[start Record excerpts]
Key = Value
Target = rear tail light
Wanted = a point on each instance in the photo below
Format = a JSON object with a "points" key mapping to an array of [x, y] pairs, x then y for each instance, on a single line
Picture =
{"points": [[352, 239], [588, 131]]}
[end Record excerpts]
**Goal:** Reproduce every one of the entries above verbatim, line for line, with no changes.

**Response to the task:**
Key = Value
Target = rear tail light
Wanted = a point on each instance in the photo below
Format = a JSON object with a "points" key mapping to an array of [x, y] pairs, x then y for each instance, on a single line
Picture =
{"points": [[352, 239], [588, 131]]}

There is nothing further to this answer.